### What this task involves
Every line of the records below should be restated exactly.

### Data for this exercise
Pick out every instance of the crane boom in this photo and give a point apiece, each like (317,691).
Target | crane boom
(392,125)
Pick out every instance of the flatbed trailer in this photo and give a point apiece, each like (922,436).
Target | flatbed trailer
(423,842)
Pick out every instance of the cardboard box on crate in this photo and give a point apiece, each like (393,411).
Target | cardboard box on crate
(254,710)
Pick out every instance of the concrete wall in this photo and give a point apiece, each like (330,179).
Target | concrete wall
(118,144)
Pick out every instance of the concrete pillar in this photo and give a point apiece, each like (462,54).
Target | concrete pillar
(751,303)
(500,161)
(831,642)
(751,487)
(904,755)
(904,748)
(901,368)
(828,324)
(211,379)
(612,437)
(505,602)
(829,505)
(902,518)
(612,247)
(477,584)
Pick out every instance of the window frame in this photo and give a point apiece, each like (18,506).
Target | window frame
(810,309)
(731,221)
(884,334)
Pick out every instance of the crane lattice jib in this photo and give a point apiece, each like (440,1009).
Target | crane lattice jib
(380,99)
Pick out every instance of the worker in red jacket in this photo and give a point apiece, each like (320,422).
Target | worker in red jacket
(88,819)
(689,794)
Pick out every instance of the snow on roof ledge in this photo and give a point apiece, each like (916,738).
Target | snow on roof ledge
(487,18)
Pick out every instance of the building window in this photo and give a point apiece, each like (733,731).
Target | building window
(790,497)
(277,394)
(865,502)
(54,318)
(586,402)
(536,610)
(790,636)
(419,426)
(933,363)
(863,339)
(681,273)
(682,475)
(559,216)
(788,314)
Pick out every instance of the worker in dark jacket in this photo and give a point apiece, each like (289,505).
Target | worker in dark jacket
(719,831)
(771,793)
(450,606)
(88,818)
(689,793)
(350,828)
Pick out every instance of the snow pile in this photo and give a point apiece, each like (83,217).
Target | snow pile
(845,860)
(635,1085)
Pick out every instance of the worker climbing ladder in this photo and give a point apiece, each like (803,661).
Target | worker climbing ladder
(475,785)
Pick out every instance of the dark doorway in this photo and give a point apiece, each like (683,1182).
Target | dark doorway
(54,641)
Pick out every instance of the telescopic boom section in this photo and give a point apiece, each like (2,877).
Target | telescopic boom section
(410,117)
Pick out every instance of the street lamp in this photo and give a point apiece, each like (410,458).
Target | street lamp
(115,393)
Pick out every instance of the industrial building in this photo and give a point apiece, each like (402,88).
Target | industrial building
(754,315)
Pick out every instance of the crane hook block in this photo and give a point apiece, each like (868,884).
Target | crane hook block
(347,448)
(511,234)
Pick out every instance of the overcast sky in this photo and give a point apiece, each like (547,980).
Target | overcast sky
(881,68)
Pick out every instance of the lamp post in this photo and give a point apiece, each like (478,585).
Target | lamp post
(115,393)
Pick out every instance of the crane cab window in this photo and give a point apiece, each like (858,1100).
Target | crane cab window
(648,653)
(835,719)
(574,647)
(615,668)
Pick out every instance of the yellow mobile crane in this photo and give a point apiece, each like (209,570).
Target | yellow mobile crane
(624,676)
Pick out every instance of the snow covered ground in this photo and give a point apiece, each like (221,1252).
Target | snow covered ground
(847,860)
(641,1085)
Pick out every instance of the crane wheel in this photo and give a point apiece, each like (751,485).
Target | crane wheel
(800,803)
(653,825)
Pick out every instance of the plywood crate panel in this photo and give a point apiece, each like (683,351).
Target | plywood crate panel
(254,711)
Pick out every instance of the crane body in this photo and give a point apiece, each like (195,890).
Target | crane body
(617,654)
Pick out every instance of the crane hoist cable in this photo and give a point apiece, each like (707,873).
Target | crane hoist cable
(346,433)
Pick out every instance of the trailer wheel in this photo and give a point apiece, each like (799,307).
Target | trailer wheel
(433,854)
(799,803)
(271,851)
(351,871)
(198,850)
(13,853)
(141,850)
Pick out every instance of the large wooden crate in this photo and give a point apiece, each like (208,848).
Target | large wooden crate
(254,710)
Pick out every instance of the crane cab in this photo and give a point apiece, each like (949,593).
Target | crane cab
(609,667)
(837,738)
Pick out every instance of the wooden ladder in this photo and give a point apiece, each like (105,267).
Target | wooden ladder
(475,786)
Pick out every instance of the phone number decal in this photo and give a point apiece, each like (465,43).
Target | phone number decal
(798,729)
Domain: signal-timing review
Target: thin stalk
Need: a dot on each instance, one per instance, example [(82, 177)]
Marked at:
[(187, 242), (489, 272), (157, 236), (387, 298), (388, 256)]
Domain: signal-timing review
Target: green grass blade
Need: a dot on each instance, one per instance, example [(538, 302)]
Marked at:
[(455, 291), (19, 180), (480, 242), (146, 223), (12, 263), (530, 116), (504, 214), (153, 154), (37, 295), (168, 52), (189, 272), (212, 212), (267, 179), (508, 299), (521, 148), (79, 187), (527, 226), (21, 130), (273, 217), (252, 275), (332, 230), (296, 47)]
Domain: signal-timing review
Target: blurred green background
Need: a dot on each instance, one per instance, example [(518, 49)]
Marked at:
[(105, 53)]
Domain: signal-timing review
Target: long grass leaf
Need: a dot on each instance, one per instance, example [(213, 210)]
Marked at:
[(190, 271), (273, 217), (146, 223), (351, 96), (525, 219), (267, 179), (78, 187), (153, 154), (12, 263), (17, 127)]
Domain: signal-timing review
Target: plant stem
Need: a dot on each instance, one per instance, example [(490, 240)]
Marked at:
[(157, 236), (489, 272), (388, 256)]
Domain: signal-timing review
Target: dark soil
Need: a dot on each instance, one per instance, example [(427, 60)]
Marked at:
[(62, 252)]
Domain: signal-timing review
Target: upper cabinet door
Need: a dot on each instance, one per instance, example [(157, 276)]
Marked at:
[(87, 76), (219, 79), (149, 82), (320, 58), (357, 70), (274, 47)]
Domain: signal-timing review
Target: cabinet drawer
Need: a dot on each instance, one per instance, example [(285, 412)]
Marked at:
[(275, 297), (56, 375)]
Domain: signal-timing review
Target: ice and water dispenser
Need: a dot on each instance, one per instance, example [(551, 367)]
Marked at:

### Response to the task
Pick out every instance of the crane boom in this photo and give a point apiece, each like (317,691).
Target | crane boom
(392,125)
Pick out every instance of the flatbed trailer in this photo and give a point apiece, each like (922,436).
Target | flatbed trailer
(423,842)
Pick out every instance of the cardboard box on crate in this photo and give a point apiece, each like (393,411).
Target | cardboard box on crate
(254,710)
Pick out every instance of the concrete wall in this photo and give a point apiece, each like (330,179).
Target | concrete wall
(118,144)
Pick out every instance of the concrete pillar in this photo and give a point apiece, each like (462,54).
Target | concrete pillar
(751,303)
(500,161)
(831,642)
(751,487)
(904,755)
(904,748)
(901,368)
(828,324)
(211,379)
(612,437)
(505,602)
(829,505)
(902,518)
(612,247)
(477,584)
Pick out every instance of the window frame in this photo and give a point apiece, each like (18,506).
Target | window frame
(810,309)
(731,221)
(884,334)
Pick out every instance of the crane lattice jib in this photo and give a point apiece, each like (440,1009).
Target | crane lattice jib
(380,99)
Pick out every instance of the worker in red jacket in this photo and give a point apiece, each like (320,422).
Target | worker in red jacket
(88,819)
(689,794)
Pick out every instance of the snow on roof ledge in this photo and give a point apiece, each like (916,738).
Target | snow on roof ledge
(487,18)
Pick out every instance of the building window in this photo and give a point apiece, each like (733,731).
Target | building window
(790,497)
(277,394)
(865,502)
(54,318)
(586,402)
(536,610)
(790,636)
(419,426)
(933,363)
(863,339)
(681,273)
(682,475)
(559,216)
(788,314)
Pick out every instance of the worker in dark jacket in this photo and give a point apiece, each like (289,505).
Target | worker in dark jacket
(719,831)
(771,793)
(450,606)
(88,818)
(689,793)
(350,828)
Pick out every instance of the snow pile in this photo and give a point apiece, each like (83,217).
Target | snow pile
(845,860)
(635,1085)
Pick out every instance of the worker climbing ladder in this photo and give a point apiece, each like (803,661).
Target | worker climbing ladder
(475,785)
Pick out every instance of the dark doorway in this photo and give a point apiece, each like (683,1182).
Target | dark doorway
(54,641)
Pick out every instance of the telescopic boom section in this photo and give a point apiece, each like (2,877).
Target | telescopic boom section
(410,117)
Pick out every instance of the street lamp in this photo and give a point apiece, each like (410,458).
Target | street lamp
(115,393)
Pick out every instance of the industrial building in this photo and give a point apiece, each like (402,88).
Target | industrial building
(754,315)
Pick out every instance of the crane hook block in this photo and give a point apiece, each like (868,884).
Target | crane hook block
(347,448)
(511,234)
Pick out every instance of the overcast sky in this photo and give a point apiece, each like (547,980).
Target | overcast sky
(881,68)
Pick out every instance of the lamp post in this photo and give a point apiece, each like (478,585).
Target | lamp post
(115,393)
Pick out every instance of the crane cab window in this photo and give a point apiece, each like (858,1100).
Target | crane cab window
(648,653)
(835,719)
(574,647)
(615,668)
Pick out every instance of the yellow mobile crane in this photo and give a point apiece, each like (209,570).
Target | yellow mobile crane
(624,676)
Pick out every instance of the snow covered ground in this photo and give a point apiece, each like (221,1252).
Target | snow covered ground
(847,860)
(641,1085)
Pick out every instance of the crane wheel in this photo and give a point apiece, each like (751,485).
Target | crane wheel
(800,803)
(653,825)
Pick out every instance of the plywood crate panel in this photo and give a point apiece, each like (683,351).
Target | plywood crate panel
(254,711)
Pick out every instance of the crane body in this photo and give a point apiece, each like (195,890).
Target | crane body
(617,654)
Pick out every instance of the crane hoist cable in this photo and give a point apiece, each like (707,873).
Target | crane hoist cable
(346,433)
Pick out every instance of the trailer wheel in this photo and give a point apiece, each like (799,307).
Target | trailer wheel
(433,854)
(799,803)
(271,851)
(351,871)
(198,850)
(13,853)
(141,850)
Pick out every instance of the large wooden crate in this photo and give a point apiece, each like (208,848).
Target | large wooden crate
(254,710)
Pick out every instance of the crane cab in this photo and give a point apiece, each like (949,593).
Target | crane cab
(609,667)
(837,738)
Pick out every instance of the wooden ladder in this photo and give a point apiece, each like (105,267).
Target | wooden ladder
(475,786)
Pick out every instance of the phone number decal in this photo and give a point apiece, each like (465,43).
Target | phone number decal
(798,729)
Domain: signal-timing review
Target: thin stalk
Need: a dot on each instance, one per instance, example [(82, 177)]
Marked at:
[(187, 242), (489, 272), (157, 236), (387, 298), (388, 256)]
Domain: signal-timing review
Target: green grass blade
Need: a dot on each instance, one per instance, example [(538, 302)]
Marked at:
[(455, 291), (19, 180), (480, 242), (146, 223), (12, 263), (530, 116), (504, 214), (153, 154), (37, 295), (168, 52), (189, 272), (212, 212), (267, 179), (508, 299), (521, 148), (79, 187), (527, 226), (21, 130), (273, 217), (252, 275), (332, 230), (296, 47)]
Domain: signal-timing review
Target: blurred green background
Need: a dot on each instance, one per instance, example [(518, 49)]
Marked at:
[(105, 53)]
Domain: signal-timing review
Target: long grass leaf
Need: a dot on each instance, one per instance, example [(213, 210)]
Marked at:
[(190, 271), (273, 217), (146, 223), (351, 96), (525, 219), (267, 179), (78, 187), (153, 154), (12, 263), (17, 127)]
Domain: signal-timing review
Target: plant stem
Need: a dot on each instance, one per instance, example [(490, 240)]
Marked at:
[(157, 236), (489, 272), (388, 256)]
Domain: signal-timing review
Target: dark soil
Need: a dot on each instance, one per instance, example [(427, 60)]
Marked at:
[(62, 252)]
Domain: signal-timing review
Target: upper cabinet door
Need: a dot on each instance, one per instance, example [(157, 276)]
Marked at:
[(87, 76), (219, 79), (149, 82), (320, 58), (357, 70), (274, 47)]
Domain: signal-timing review
Target: cabinet drawer
Need: a dot on each instance, one per instance, example [(285, 412)]
Marked at:
[(275, 297), (56, 375)]
Domain: signal-timing review
Target: ice and water dispenser
Need: a dot on each instance, one per instance, example [(551, 367)]
Marked at:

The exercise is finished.